Entries drawn from a collection:
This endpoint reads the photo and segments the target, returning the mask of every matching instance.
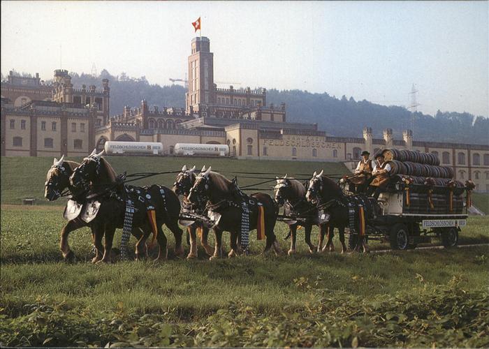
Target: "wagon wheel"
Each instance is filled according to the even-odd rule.
[[[441,232],[441,244],[445,248],[458,245],[458,230],[455,227],[448,228]]]
[[[407,250],[409,248],[409,230],[402,223],[397,223],[391,230],[389,242],[393,250]]]

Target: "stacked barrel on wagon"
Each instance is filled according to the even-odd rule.
[[[402,191],[403,214],[458,214],[464,207],[465,186],[453,179],[452,168],[438,157],[419,151],[382,151],[391,165],[391,190]]]

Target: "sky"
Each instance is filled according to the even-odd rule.
[[[220,87],[489,115],[488,1],[1,1],[1,73],[184,78],[201,17]]]

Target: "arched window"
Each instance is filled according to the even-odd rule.
[[[481,156],[479,153],[474,153],[472,155],[472,165],[481,165]]]
[[[362,152],[362,149],[360,148],[355,147],[353,148],[353,158],[355,160],[358,160],[360,159],[360,154]]]
[[[441,162],[443,163],[450,163],[450,153],[444,151],[441,154]]]
[[[458,163],[459,165],[465,165],[465,154],[464,153],[458,153]]]
[[[22,147],[22,137],[14,137],[13,140],[13,146],[14,147]]]
[[[484,154],[484,166],[489,165],[489,154]]]
[[[52,138],[44,138],[44,147],[52,148]]]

Task description ▸ Reproduce the entire listing above word for word, leaving out the pictures.

Reply to the task ▸
This endpoint reads the photo and segments the target, returning the mask of every matching instance.
Target: "wagon wheel"
Each instance is filled according to the even-odd rule.
[[[441,232],[441,244],[445,248],[458,245],[458,230],[455,227],[448,228]]]
[[[407,250],[409,248],[409,230],[402,223],[397,223],[391,230],[389,242],[393,250]]]

Target: "stacked barrel on wagon"
Each instance is filled according to the even-odd rule.
[[[402,191],[403,214],[458,214],[464,207],[465,186],[453,179],[452,168],[438,157],[419,151],[382,151],[391,165],[391,190]]]

Target: "sky"
Each instance is filled according to the even-odd rule.
[[[220,87],[489,115],[488,1],[1,1],[1,73],[184,78],[201,17]]]

Target: "arched window"
Each instance is filled according to the even-odd rule.
[[[481,156],[479,153],[474,153],[472,155],[472,165],[481,165]]]
[[[362,152],[362,149],[360,148],[355,147],[353,148],[353,158],[355,160],[358,160],[360,159],[360,154]]]
[[[441,162],[443,163],[450,163],[450,153],[444,151],[441,154]]]
[[[458,163],[459,165],[465,165],[465,154],[464,153],[458,153]]]
[[[22,147],[22,137],[14,137],[13,140],[13,146],[14,147]]]
[[[484,154],[484,166],[489,165],[489,154]]]
[[[52,138],[44,138],[44,147],[52,148]]]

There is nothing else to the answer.